Copy out the listing exactly.

- Record excerpts -
• • • • •
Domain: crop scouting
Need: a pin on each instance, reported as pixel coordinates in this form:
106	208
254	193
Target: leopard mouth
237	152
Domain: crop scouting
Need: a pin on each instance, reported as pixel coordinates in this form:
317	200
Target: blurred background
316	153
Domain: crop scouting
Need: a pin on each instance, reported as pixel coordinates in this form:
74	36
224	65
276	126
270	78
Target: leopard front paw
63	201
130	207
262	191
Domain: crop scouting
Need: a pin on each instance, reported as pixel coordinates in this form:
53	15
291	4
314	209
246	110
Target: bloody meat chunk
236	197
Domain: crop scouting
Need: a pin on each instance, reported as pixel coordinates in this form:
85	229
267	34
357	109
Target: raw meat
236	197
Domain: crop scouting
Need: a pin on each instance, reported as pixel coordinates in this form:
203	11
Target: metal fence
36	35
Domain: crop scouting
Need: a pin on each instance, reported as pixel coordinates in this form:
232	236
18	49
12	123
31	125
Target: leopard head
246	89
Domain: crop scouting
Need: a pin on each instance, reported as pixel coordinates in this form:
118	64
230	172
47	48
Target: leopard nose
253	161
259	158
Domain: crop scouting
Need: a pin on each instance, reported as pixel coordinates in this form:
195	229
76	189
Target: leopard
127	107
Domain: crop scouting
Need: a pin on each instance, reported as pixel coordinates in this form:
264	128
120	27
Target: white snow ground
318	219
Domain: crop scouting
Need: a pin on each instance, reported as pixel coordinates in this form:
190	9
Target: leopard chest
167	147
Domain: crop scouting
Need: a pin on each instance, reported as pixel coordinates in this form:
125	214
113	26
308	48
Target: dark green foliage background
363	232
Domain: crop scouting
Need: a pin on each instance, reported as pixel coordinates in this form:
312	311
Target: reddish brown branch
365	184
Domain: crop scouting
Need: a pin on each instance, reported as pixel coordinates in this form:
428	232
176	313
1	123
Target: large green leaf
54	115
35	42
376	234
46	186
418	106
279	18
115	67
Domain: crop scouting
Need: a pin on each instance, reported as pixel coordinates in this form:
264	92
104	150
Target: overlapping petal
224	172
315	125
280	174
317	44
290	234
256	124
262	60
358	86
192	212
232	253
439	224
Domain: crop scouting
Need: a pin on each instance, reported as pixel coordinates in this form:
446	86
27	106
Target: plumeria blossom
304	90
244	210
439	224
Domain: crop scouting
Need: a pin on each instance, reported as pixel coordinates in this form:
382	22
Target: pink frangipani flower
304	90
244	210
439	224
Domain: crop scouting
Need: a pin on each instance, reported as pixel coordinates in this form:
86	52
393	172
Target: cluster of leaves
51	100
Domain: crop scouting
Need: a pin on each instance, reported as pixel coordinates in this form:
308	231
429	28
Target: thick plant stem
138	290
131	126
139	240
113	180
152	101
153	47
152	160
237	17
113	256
• • • • •
- Response to this exercise -
Domain: crop scouting
Need: a pin on each instance, reported as pixel coordinates in this form:
106	208
254	193
Target: leopard mouth
237	152
Domain: crop scouting
Need: a pin on each instance, reported as pixel coordinates in this form:
317	200
Target: blurred background
316	153
Domain: crop scouting
Need: a pin on each instance, reported as pixel coordinates in this form:
74	36
224	65
276	126
270	78
Target: leopard front paw
63	201
130	207
262	191
Domain: crop scouting
Need: a pin on each instance, reported as pixel coordinates in this form:
53	15
291	4
314	209
246	110
Target: bloody meat chunk
236	197
Domain: crop scouting
Need: a pin on each instance, reported as pixel coordinates in this form:
85	229
267	34
357	109
Target: raw meat
236	197
Domain: crop scouting
Need: a pin on each instance, reported as pixel coordinates in this form:
203	11
Target: metal fence
36	35
Domain: crop scouting
Need: a pin on each instance, reported as pixel coordinates in this form:
232	236
18	49
12	123
31	125
Target: leopard head
246	89
Domain: crop scouting
Need: a pin on each instance, reported as pixel coordinates in this form:
118	64
230	172
47	48
Target: leopard nose
253	161
259	158
Domain: crop scouting
Need: a pin on each instance, reported as pixel coordinates in this form:
195	229
76	189
Target: leopard
127	107
Domain: crop scouting
Need: a pin on each instance, reported as pixel coordinates in this form:
264	128
120	27
Target: white snow ground
318	219
Domain: crop scouting
Need: a pin on each instance, reported as pixel coordinates in this form:
190	9
Target: leopard chest
167	147
Domain: crop scouting
Need: a pin on each instance, reported as pixel coordinates in this form:
125	214
113	26
308	48
Target: dark green foliage background
363	232
Domain: crop scouting
Need: a pin on each instance, reported as pixel coordinates in this form:
312	311
Target: reddish brown branch
365	184
Domain: crop scouting
Need: a pin on each instance, reported as pixel coordinates in this form:
428	232
176	313
1	123
Target: large green leaf
54	115
35	42
376	234
46	186
418	106
279	18
115	67
Domain: crop scouting
Need: a pin on each instance, reported as pixel coordinates in this form:
264	92
104	150
Target: overlapping petal
224	172
315	125
280	174
317	44
290	234
256	124
262	60
358	86
192	212
232	253
439	224
Domain: crop scouting
Need: a pin on each instance, reported as pixel coordinates in this form:
446	86
27	106
Target: plumeria blossom
304	90
244	210
439	224
Domain: crop scouting
Need: a pin on each instance, reported as pixel coordinates in this form:
382	22
Target: pink frangipani flower
304	90
244	210
439	224
Domain: crop scouting
Need: a pin on each instance, reported as pixel coordinates in this form:
86	52
393	172
Target: cluster of leaves
51	100
Domain: crop scouting
Need: a pin on each instance, reported as pixel coordinates in this form:
308	231
429	28
Target: thick plant stem
138	290
131	126
139	240
113	180
152	101
153	47
152	160
237	17
113	256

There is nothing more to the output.